### SÉRIE D'EXERCICES
• a. Reproduisez tel quel le passage de l'extrait à lire qui s'ouvre sur les mots contenant "Je me reconnais" et se clôt sur "une dimension universelle.".
• b. Selon l'extrait à lire, quel prix a récompensé le roman Le Caméléon, et en quelle année ?

### EXTRAIT À LIRE
━━━━━━━━━━

En Albanie il a situé les événements de son premier roman Le Caméléon, Grasset, 1994. Ce roman, récompensé par le prix Fémina du premier roman en 1995, aura été le premier livre de Claude Arnaud traduit en Albanais, les éditions Marin Barleti.
Je me reconnais dans ce « tango d’aller-retours ». À moins de n’avoir jamais quitté sa ville natale, il est difficile de ne pas se retrouver dans cette quête d’identité. En parallèle, tout immigré est un hybride, ce qui donne à ce récit une dimension universelle.

━━━━━━━━━━

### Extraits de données
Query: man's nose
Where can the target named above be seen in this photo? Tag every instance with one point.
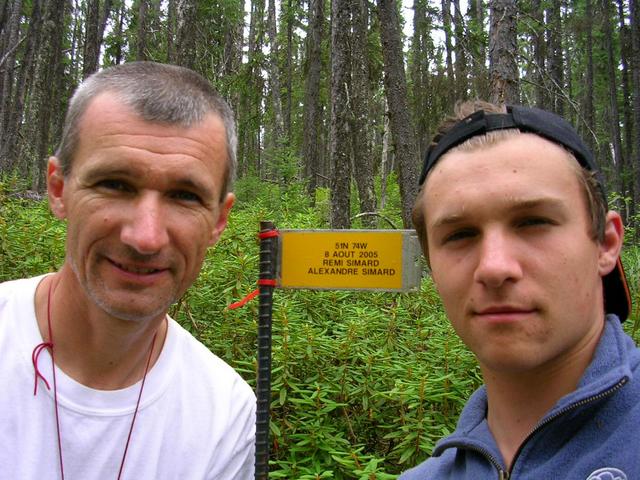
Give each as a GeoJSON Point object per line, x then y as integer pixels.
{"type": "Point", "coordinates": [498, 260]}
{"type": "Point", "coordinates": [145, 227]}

━━━━━━━━━━

### RÉSULTATS DES TÂCHES
• a.
Je me reconnais dans ce « tango d’aller-retours ». À moins de n’avoir jamais quitté sa ville natale, il est difficile de ne pas se retrouver dans cette quête d’identité. En parallèle, tout immigré est un hybride, ce qui donne à ce récit une dimension universelle.

• b. Le roman a reçu le prix Fémina du premier roman en 1995.